=== What to produce ===
All records that follow are to be restated exactly.
===== The input =====
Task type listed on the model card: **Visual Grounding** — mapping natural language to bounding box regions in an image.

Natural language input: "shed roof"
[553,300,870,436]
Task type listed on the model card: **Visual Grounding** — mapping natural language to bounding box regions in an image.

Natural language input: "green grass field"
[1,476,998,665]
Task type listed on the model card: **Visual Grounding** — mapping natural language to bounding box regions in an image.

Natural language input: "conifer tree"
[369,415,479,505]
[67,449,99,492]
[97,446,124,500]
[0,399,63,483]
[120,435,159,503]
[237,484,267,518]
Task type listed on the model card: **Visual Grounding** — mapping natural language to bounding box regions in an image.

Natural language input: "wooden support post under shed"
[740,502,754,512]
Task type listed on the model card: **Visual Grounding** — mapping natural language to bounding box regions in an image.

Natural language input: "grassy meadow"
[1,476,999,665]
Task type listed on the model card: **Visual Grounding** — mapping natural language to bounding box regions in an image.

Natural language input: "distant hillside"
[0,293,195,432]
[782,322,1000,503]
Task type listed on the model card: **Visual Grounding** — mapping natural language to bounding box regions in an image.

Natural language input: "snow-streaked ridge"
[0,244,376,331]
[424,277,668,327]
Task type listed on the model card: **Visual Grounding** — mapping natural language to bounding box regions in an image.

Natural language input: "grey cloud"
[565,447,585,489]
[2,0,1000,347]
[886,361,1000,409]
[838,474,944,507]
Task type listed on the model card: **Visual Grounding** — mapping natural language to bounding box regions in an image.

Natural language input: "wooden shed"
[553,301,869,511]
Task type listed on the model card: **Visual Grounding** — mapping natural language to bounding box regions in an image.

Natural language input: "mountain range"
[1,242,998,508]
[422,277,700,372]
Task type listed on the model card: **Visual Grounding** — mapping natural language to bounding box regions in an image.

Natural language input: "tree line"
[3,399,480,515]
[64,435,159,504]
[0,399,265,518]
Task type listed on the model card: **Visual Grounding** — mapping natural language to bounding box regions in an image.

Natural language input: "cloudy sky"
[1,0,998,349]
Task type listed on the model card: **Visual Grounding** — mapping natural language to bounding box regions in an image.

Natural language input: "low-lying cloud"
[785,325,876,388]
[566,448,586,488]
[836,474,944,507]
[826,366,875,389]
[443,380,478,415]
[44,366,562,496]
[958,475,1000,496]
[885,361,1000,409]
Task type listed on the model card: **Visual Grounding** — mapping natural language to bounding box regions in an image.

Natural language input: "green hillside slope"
=====
=== Solution for this exercise ===
Task type listed on the model card: **Visual Grounding** — mapping natural language to bounding box regions in an image.

Natural language input: "shed roof"
[553,300,870,436]
Task type listed on the model card: **Visual Grounding** — mapping natural language to bounding box regions in an image.

Natural language input: "green grass field"
[1,476,998,665]
Task type listed on the model card: **Visual Grounding** — mapping natural language to bounding box regions in an image.

Natural language input: "conifer tree"
[369,415,479,505]
[67,449,99,492]
[97,446,124,500]
[0,399,63,483]
[120,435,159,503]
[237,484,267,518]
Task type listed on the model card: **Visual Grounding** — mapping natural language to bounding box regions in an image.

Natural language input: "wooden support post under shed"
[740,502,754,512]
Task type listed on the model card: **Visual Grounding** — mapping natural language to bounding box regions in an image.

Natural language input: "grassy meadow"
[1,476,999,665]
Task type listed on the model card: **Visual Grounding** — mapping natural language to bounding box regions in an image.

Natural language input: "distant hillside"
[0,293,195,432]
[782,322,1000,503]
Task type listed on the model card: **Visual Grounding** — mapping natural language to bounding box regions in an image.

Natural language input: "snow-streaked ridge"
[0,244,376,331]
[424,277,668,327]
Task type listed on the model card: **Visual Grounding** — mapping natural language to bounding box regions in an image.

Natural language input: "grey cloud"
[565,447,585,489]
[2,0,1000,347]
[886,361,1000,409]
[838,474,944,507]
Task type listed on the model card: **Visual Grounding** — mapping natural language to bounding box regions in an image.

Natural language input: "wooden shed"
[553,301,869,511]
Task type listed on the model card: **Visual Grounding** — mapping natural language to bounding box regions in an image.

Natural language input: "mountain range"
[1,242,998,508]
[422,277,700,372]
Task type listed on the model card: **Visual Grounding** — mapping natural language to bounding box regions in an image.

Natural language input: "tree line"
[3,399,480,515]
[64,435,159,504]
[0,399,265,518]
Task type listed on the model card: **Visual Grounding** — mapping natural language to bounding box regions in an image.

Natural language input: "cloudy sky"
[1,0,998,349]
Task type listed on the model card: **Visual Grounding** — mapping natural language to bounding box regions in an image.

Natural language input: "low-lying cloud"
[785,325,876,388]
[566,448,586,488]
[836,474,944,507]
[826,366,875,389]
[443,380,478,415]
[44,366,562,496]
[958,475,1000,496]
[885,361,1000,409]
Task type listed on the model card: **Visual Grounding** — mapping natural language to bounding box regions in an image.

Natural language input: "green hillside slope"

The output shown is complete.